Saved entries
⁂

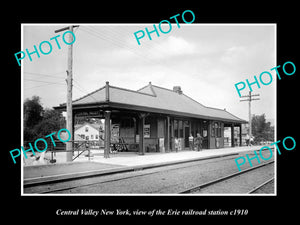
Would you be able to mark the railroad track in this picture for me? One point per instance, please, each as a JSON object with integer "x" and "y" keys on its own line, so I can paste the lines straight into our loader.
{"x": 197, "y": 188}
{"x": 261, "y": 186}
{"x": 47, "y": 188}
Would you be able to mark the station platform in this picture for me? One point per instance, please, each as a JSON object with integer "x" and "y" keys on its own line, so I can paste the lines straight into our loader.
{"x": 119, "y": 162}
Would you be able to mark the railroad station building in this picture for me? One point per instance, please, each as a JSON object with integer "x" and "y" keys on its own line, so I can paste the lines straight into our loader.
{"x": 149, "y": 119}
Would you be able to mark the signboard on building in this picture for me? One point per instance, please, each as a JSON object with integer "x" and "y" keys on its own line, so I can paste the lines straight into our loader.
{"x": 147, "y": 131}
{"x": 115, "y": 133}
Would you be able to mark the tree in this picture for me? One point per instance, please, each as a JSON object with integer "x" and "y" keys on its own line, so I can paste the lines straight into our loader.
{"x": 33, "y": 111}
{"x": 39, "y": 122}
{"x": 262, "y": 130}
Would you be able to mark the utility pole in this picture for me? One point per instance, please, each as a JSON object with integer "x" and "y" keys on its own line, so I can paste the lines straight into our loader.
{"x": 249, "y": 100}
{"x": 69, "y": 145}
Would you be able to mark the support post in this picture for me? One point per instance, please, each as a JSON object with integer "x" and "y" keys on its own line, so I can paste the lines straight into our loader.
{"x": 241, "y": 139}
{"x": 232, "y": 135}
{"x": 142, "y": 117}
{"x": 69, "y": 125}
{"x": 168, "y": 134}
{"x": 107, "y": 134}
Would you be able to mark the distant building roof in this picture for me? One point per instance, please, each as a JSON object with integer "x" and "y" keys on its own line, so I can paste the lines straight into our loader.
{"x": 152, "y": 98}
{"x": 96, "y": 126}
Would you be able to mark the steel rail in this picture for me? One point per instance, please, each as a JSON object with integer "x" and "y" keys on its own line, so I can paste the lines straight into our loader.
{"x": 261, "y": 185}
{"x": 198, "y": 187}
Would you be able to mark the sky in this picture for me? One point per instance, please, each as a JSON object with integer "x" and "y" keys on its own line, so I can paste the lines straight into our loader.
{"x": 206, "y": 60}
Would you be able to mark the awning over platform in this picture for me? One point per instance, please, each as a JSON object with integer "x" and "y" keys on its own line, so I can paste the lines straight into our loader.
{"x": 151, "y": 98}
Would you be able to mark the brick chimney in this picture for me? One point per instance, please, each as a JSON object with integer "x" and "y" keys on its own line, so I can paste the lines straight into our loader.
{"x": 177, "y": 89}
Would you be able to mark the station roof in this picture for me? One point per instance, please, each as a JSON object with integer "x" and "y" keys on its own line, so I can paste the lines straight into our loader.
{"x": 152, "y": 98}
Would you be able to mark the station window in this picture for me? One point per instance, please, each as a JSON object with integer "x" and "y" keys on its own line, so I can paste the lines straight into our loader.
{"x": 176, "y": 128}
{"x": 217, "y": 129}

⁂

Task directions: Every record above should come back exactly, but without its pictures.

Task response:
Would you be able to mark the railroad track in this picture for me? One point per instance, please, each as a JSON object with integer "x" and "y" keys on its own line, so I can paste the lines straight into our loader.
{"x": 197, "y": 188}
{"x": 261, "y": 186}
{"x": 47, "y": 188}
Would you be able to mark the station platform in this picture for me? One point per instance, please, each as a JSON object with integer "x" and "y" keys on its own line, so I can paste the lines straight into our loader.
{"x": 119, "y": 162}
Would you be able to mark the railroad station building in this picture for me? One point per instance, please, each as a JSON object with integer "x" and "y" keys on its own line, so I can paste the lines straight into our loader.
{"x": 149, "y": 119}
Would you be able to mark the signboard on building in this picture for me? One point per instance, please, each as a JSON object with integer "x" and "y" keys on its own line, so I can paste the lines straight into our loader.
{"x": 147, "y": 131}
{"x": 115, "y": 133}
Would you be able to mark the tree in this picture for me? One point per instance, please, each as a JSON object with integer "x" and "y" keys on its own line, so I can paste the lines straight into our loader.
{"x": 33, "y": 111}
{"x": 39, "y": 122}
{"x": 262, "y": 130}
Would you be able to mark the utility pole in this picture for me? One point per instance, please, each as a JSON object with integer "x" and "y" keys on its own line, so I can paste the lines straight into our loader.
{"x": 249, "y": 100}
{"x": 69, "y": 145}
Would you be able to mark the support post in this picture for me? One point per instance, please, each as a JSON object with integer "x" and "y" keys on its own line, so I can paste the lines straight into our loader.
{"x": 241, "y": 139}
{"x": 232, "y": 135}
{"x": 142, "y": 117}
{"x": 69, "y": 125}
{"x": 168, "y": 134}
{"x": 107, "y": 134}
Would you be able to mark the distant building roof in this picture for me? One point per instance, please, each as a JSON object with integer "x" and "y" keys on its own line, so I can paste the lines straight into our loader.
{"x": 152, "y": 98}
{"x": 96, "y": 126}
Would you be able to mark the steel rail in this picture for me? One point per instance, please, each as a JSON object with integer "x" and "y" keys on its own line, so I can paste the lines straight into our loader.
{"x": 261, "y": 185}
{"x": 198, "y": 187}
Would you be able to mark the sky in this picture for me? One point per instance, please, each as a JSON object with integer "x" and "y" keys on its own line, so I can paste the lines straight into our loader.
{"x": 206, "y": 60}
Would you be able to mark the awning over platform in this picture for me? One point per instance, please, each as a JSON object with integer "x" and "y" keys on its own line, so I can paste the lines straight into our loader.
{"x": 151, "y": 98}
Would you be able to mark the brick chimney in this picture for me? One point per instance, please, each as a JSON object with integer "x" and "y" keys on its own line, so I can paste the lines straight into our loader.
{"x": 177, "y": 89}
Would you be able to mark the station roof in this picture for me? One point per instance, please, each as a JSON object with integer "x" and "y" keys on its own line, so I can paste the lines straight into our loader.
{"x": 152, "y": 98}
Would you be able to mark the station window in this picture for me? One point per instance, please, each as a JSON object with integer "x" and "y" keys on its own line, so I can paste the lines straight into our loader.
{"x": 176, "y": 128}
{"x": 217, "y": 129}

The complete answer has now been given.